PROBLEM TO SOLVE: Rewrite all of the entries below, changing every instance of "Annotate" to "Label" and leaving all other text intact. Omit the pictures from your answer.

MATERIAL PROVIDED:
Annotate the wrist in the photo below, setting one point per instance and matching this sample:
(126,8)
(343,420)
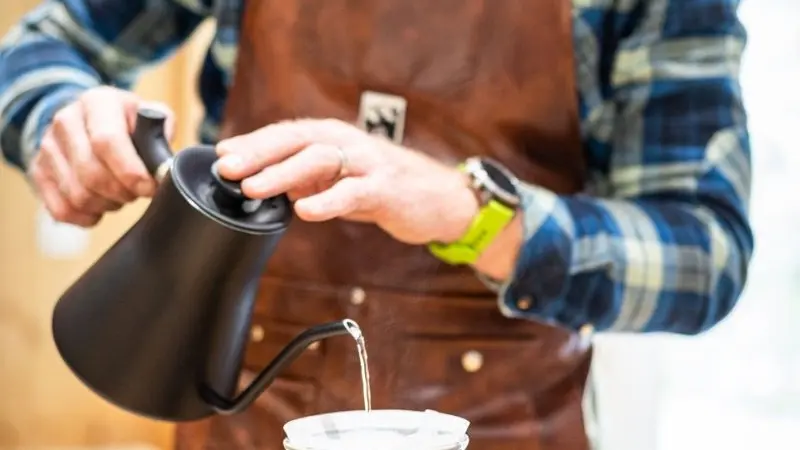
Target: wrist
(461,204)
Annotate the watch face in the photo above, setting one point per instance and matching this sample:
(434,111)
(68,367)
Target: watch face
(500,177)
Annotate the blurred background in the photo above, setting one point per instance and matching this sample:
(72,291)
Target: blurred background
(737,387)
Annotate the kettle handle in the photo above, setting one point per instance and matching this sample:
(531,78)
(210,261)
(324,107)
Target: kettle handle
(150,142)
(295,348)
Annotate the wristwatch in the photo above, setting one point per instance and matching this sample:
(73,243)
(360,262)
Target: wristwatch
(497,192)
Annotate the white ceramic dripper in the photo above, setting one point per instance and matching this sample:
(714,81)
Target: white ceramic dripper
(378,429)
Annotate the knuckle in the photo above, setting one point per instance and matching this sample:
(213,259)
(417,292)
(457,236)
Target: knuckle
(63,116)
(101,142)
(80,197)
(131,177)
(60,213)
(90,175)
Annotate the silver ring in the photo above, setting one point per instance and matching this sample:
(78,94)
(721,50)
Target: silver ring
(343,163)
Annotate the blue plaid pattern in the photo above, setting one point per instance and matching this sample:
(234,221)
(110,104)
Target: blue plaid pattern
(658,242)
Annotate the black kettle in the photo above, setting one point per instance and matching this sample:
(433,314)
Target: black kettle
(158,325)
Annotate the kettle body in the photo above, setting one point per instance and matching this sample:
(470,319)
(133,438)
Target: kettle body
(180,277)
(158,325)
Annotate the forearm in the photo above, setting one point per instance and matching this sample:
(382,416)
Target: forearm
(63,48)
(621,265)
(37,77)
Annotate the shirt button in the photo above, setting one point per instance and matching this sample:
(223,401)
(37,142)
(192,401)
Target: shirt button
(357,296)
(472,361)
(524,303)
(257,333)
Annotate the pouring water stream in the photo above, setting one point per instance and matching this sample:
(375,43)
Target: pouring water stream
(361,345)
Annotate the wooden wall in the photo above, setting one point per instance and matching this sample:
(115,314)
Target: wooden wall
(42,406)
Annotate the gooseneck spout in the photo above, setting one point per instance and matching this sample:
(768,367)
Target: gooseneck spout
(289,353)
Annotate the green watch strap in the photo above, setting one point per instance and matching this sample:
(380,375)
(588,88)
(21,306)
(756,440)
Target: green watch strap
(487,224)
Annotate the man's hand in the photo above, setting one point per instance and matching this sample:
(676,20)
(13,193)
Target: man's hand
(87,164)
(334,170)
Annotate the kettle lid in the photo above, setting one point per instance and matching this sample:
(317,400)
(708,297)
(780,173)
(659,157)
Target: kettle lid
(195,175)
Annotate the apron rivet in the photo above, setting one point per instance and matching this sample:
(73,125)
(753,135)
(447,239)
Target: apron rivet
(524,303)
(472,361)
(257,333)
(357,296)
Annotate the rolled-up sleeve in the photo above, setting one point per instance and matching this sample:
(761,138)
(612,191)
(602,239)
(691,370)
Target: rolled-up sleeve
(64,47)
(668,248)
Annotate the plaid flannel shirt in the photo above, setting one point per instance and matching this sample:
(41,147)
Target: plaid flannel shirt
(660,240)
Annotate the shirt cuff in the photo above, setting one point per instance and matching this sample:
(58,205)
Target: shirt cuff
(41,116)
(534,291)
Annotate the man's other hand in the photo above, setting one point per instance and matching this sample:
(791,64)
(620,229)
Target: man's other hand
(87,164)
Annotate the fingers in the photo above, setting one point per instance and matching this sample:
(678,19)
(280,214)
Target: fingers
(87,164)
(68,132)
(73,192)
(108,131)
(247,154)
(349,196)
(316,163)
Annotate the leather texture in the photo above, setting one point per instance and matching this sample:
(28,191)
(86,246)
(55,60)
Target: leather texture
(480,77)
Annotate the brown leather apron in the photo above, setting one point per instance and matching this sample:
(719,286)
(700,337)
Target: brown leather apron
(481,77)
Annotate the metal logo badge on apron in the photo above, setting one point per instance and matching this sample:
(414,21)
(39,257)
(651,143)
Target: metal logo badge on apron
(383,114)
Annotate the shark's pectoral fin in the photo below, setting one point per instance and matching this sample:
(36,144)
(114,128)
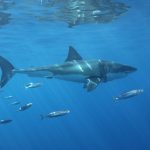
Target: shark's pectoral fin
(91,83)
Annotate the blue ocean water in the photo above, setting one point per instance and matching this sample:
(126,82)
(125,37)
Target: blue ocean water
(95,121)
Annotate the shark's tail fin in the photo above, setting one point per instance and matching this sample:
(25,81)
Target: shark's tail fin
(7,71)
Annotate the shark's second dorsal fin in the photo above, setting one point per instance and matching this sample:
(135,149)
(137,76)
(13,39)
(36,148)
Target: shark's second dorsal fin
(73,55)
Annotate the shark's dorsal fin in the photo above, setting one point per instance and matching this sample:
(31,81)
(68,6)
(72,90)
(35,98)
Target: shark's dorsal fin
(73,55)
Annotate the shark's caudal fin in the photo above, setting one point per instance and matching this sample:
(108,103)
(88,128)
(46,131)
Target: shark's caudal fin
(73,55)
(7,73)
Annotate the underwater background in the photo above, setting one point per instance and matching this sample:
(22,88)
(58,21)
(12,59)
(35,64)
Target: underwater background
(95,122)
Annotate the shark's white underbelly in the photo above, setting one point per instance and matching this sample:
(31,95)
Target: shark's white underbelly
(72,77)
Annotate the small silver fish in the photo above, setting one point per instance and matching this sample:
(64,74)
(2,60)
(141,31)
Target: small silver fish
(25,107)
(32,85)
(8,97)
(5,121)
(55,114)
(128,94)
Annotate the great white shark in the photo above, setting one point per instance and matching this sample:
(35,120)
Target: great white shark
(88,72)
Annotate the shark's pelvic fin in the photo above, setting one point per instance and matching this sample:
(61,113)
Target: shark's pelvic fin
(73,55)
(7,71)
(92,83)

REPLY TO THE EXERCISE:
Label the wrist in the photo below, setting one point per instance and matching this sample:
(126,8)
(343,420)
Target: wrist
(461,204)
Label the watch face in the photo above, setting one point per instance and matching this sample:
(434,111)
(68,367)
Target: watch face
(500,177)
Label the blurred background in the photo above, setting one point per instance and matching this sample:
(72,291)
Target: blurred background
(737,387)
Label the kettle handle in the photo above, setting one point per instance and matching this sample:
(531,78)
(210,261)
(324,107)
Target: kettle handle
(150,142)
(295,348)
Label the wristwatch in the photo above, setting one point per instance and matching this sample:
(73,243)
(360,262)
Target: wristwatch
(497,192)
Label the white ceramic dripper in the photo above, setting one point per instance and matching this sample:
(714,81)
Target: white ceramic dripper
(378,429)
Label the knuckle in the photo above, setting one point per instance and matching this sample:
(213,259)
(417,292)
(457,236)
Target: knuckle
(63,116)
(101,142)
(80,197)
(131,177)
(60,213)
(90,175)
Label the silver ring in the photo above, setting one point per instance and matching this sample:
(78,94)
(721,50)
Target: silver ring
(343,163)
Label the blue plaid pattern in the photo above, setting one point per instance and matching this sample:
(234,221)
(110,104)
Target: blue plaid pattern
(658,242)
Label the black kettle in the photo above, setting one point per instance and matching this sample:
(433,314)
Target: black kettle
(158,325)
Label the kettle body in the photo above, setting one point per instance and matching this sample:
(470,319)
(133,438)
Target: kettle body
(180,277)
(158,325)
Label the forearm in the photo above, setting one point per instance and matching this sample:
(382,416)
Target: forearm
(63,48)
(621,265)
(37,77)
Label the shirt button in the photo above, setting one point per instance and matching this sample:
(223,401)
(37,142)
(192,401)
Target: shirt button
(357,296)
(472,361)
(524,303)
(257,333)
Label the pouring water stream in the photo above, setting one point per instance and matching this sample:
(375,43)
Target: pouring water stream
(361,345)
Label the wooden wall in the photo above, setting one point per instance and matching this sample:
(115,314)
Target: wooden wall
(42,406)
Label the gooseneck spout in the photo above, setting one point per instance and matching this sample:
(768,367)
Target: gooseneck spout
(289,353)
Label the green watch strap in the photo above, setting one point per instance and matching this sample:
(380,375)
(588,88)
(21,306)
(756,440)
Target: green watch strap
(487,224)
Label the man's hand in the photo above, setting one point per instance and matching this sample:
(676,20)
(13,193)
Target: man's hand
(87,164)
(334,170)
Label the kettle lid in the photo above, setting one point per instance and matching this sample:
(317,400)
(708,297)
(780,173)
(659,157)
Target: kettle lid
(195,175)
Label the apron rivet in the photo above, setting one point per instance and matching this sample:
(73,125)
(753,135)
(447,239)
Target: apron rivet
(524,303)
(472,361)
(257,333)
(357,296)
Label the rolled-up sleeve in the photo above, setting one point per instance and matching this sample:
(761,138)
(612,191)
(602,239)
(691,370)
Target: rolled-up sleeve
(64,47)
(668,248)
Label the plaid flannel shirt in the photo above, setting one point per instance and matching this sample:
(41,147)
Target: plaid flannel shirt
(660,240)
Label the shirt cuff in the photo above, setting one point per instance and matching this sample:
(58,205)
Target: shirt cuff
(41,116)
(534,291)
Label the man's other hand in the photo above, setting one point per instance and matching this sample:
(791,64)
(620,229)
Target: man's other hand
(87,164)
Label the fingers in the photo above, setting one point per instance and matching this sample:
(678,19)
(280,214)
Target: fingers
(87,164)
(68,132)
(73,192)
(108,131)
(247,154)
(349,196)
(316,163)
Label the leather texture in the photo above, setting one point per instance and matching this sample:
(28,191)
(86,246)
(55,60)
Target: leather texture
(480,77)
Label the brown leather apron in the photo above, setting one point per instance and matching this sample:
(719,286)
(700,337)
Target: brown leather apron
(481,77)
Label the metal logo badge on apron in the photo above, setting one point per instance and matching this sample:
(414,21)
(39,257)
(651,143)
Target: metal logo badge on apron
(383,114)
Label the shark's pectoral fin in the photo below, setting one point per instance and matching this sample:
(36,144)
(114,128)
Target: shark's pectoral fin
(91,83)
Label the blue ocean water in the photo above, setting one point per instance and matching this sample:
(126,82)
(125,37)
Target: blue ocean water
(95,121)
Label the shark's tail fin in the photo above, setting one point per instance and matching this sample:
(25,81)
Target: shark's tail fin
(7,71)
Label the shark's second dorsal fin in the photo above, setting one point per instance and matching this sample:
(135,149)
(137,76)
(13,39)
(36,148)
Target: shark's second dorsal fin
(73,55)
Label the shark's dorsal fin in the photo above, setting one point per instance and matching this sample:
(31,81)
(68,6)
(72,90)
(35,98)
Target: shark's dorsal fin
(73,55)
Label the shark's caudal fin in the photo above, setting one point per instance and matching this sample:
(108,103)
(88,128)
(46,131)
Target: shark's caudal fin
(73,55)
(7,73)
Label the underwater background in the photo above, setting one point per instance and matching this sample:
(22,88)
(58,21)
(12,59)
(35,64)
Target: underwater background
(95,122)
Label the shark's white underbelly in the photo above, setting one point per instance and matching this sample:
(31,95)
Target: shark's white underbelly
(72,77)
Label the small silver fish in the photo above, setting one point per instance and matching this sample:
(64,74)
(2,60)
(141,31)
Target: small silver fish
(25,107)
(32,85)
(8,97)
(5,121)
(55,114)
(128,94)
Label the great white shark in the photo above, setting one point per instance and matching this sample:
(35,120)
Target: great white shark
(88,72)
Label the shark's pelvic fin in the photo above, setting one point per instance and matching this sample:
(61,113)
Target: shark's pelvic fin
(73,55)
(7,71)
(92,83)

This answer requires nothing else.